◆ Passage
*** Begin section ***
Two-year college in Pennsylvania, U.S.

Delaware County Community College (DCCC) is a public community college with campuses and facilities throughout Delaware and
Chester Counties in Pennsylvania. DCCC was founded in 1967 and is accredited by the Middle States Commission on Higher Education. The college offers 53 associate degree programs and 43 certificate programs at nine different locations.

DCCC's athletic teams compete in Division III of the National Junior College Athletic Association (NJCAA) and are members of the Eastern Pennsylvania Athletic Conference. They are collectively known as the Phantoms and have won two men's basketball championships.

In 2021, DCCC was named a Center of Excellence for Domestic Maritime Workforce Training and Education for preparing students for U.S. maritime industry careers.

==History==
===Early years===
The origin of DCCC can be traced back to 1963, when Pennsylvania legislature permitted the establishment of state community colleges through the Community College Act of 1963.
*** End section ***
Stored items
*** Begin section ***
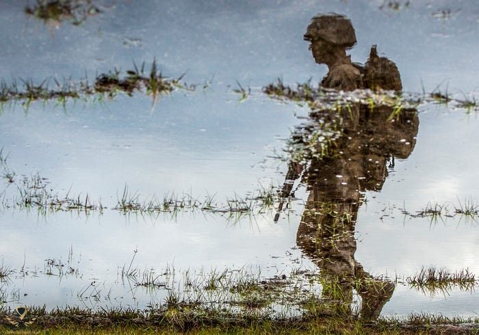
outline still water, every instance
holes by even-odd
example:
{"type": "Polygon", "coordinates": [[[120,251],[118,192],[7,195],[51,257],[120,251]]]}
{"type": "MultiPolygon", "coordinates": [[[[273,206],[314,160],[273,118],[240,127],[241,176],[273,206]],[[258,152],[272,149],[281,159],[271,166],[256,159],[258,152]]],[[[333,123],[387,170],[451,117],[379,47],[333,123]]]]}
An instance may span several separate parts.
{"type": "MultiPolygon", "coordinates": [[[[131,69],[133,62],[148,67],[155,59],[164,75],[185,73],[185,81],[207,88],[160,97],[153,109],[151,98],[140,93],[104,104],[70,101],[64,109],[55,102],[3,109],[0,148],[8,170],[1,180],[0,265],[11,273],[0,284],[0,306],[144,308],[161,303],[164,290],[125,282],[122,272],[132,267],[156,273],[248,269],[263,278],[289,277],[298,269],[318,271],[317,260],[297,241],[311,192],[300,180],[296,200],[277,222],[274,209],[243,216],[114,209],[126,189],[139,202],[175,194],[203,203],[213,199],[222,207],[281,187],[288,164],[278,157],[309,111],[272,100],[261,88],[278,77],[292,85],[310,78],[317,83],[326,74],[302,39],[318,12],[350,18],[357,36],[348,51],[352,60],[363,63],[377,44],[397,64],[404,91],[477,96],[479,6],[406,2],[105,1],[97,2],[101,12],[79,26],[64,22],[51,31],[25,15],[27,3],[2,1],[0,74],[6,83],[93,80],[114,68],[131,69]],[[393,2],[398,10],[388,5],[393,2]],[[252,92],[242,102],[233,92],[240,85],[252,92]],[[20,182],[47,178],[60,198],[83,201],[88,195],[105,208],[44,213],[12,206],[21,185],[10,183],[12,172],[20,182]]],[[[479,311],[474,289],[432,294],[406,280],[423,267],[479,274],[478,224],[454,213],[477,204],[478,122],[474,110],[420,104],[407,155],[387,168],[380,187],[366,188],[354,210],[355,262],[395,284],[382,315],[476,317],[479,311]],[[438,206],[439,217],[417,215],[438,206]]]]}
*** End section ***
◆ Tasks and exercises
A. Do the following statements agree with the passage about Delaware County Community College? Answer yes or no for each, and quote the words of the passage that decide it. (i) DCCC was founded in 1967. (ii) DCCC offers 43 associate degree programs. (iii) DCCC's athletic teams compete in Division I of the NJCAA.
B. In the passage about Delaware County Community College, what name are the college's athletic teams collectively known by?
C. Could you repeat the passage about Delaware County Community College, starting with "Delaware County Community" and going on through "nine different locations."?

◆ Responses in order
A.
(i) Yes: "DCCC was founded in 1967"
(ii) No: "The college offers 53 associate degree programs and 43 certificate programs"
(iii) No: "compete in Division III of the National Junior College Athletic Association (NJCAA)"

B. The Phantoms.

C.
Delaware County Community College (DCCC) is a public community college with campuses and facilities throughout Delaware and
Chester Counties in Pennsylvania. DCCC was founded in 1967 and is accredited by the Middle States Commission on Higher Education. The college offers 53 associate degree programs and 43 certificate programs at nine different locations.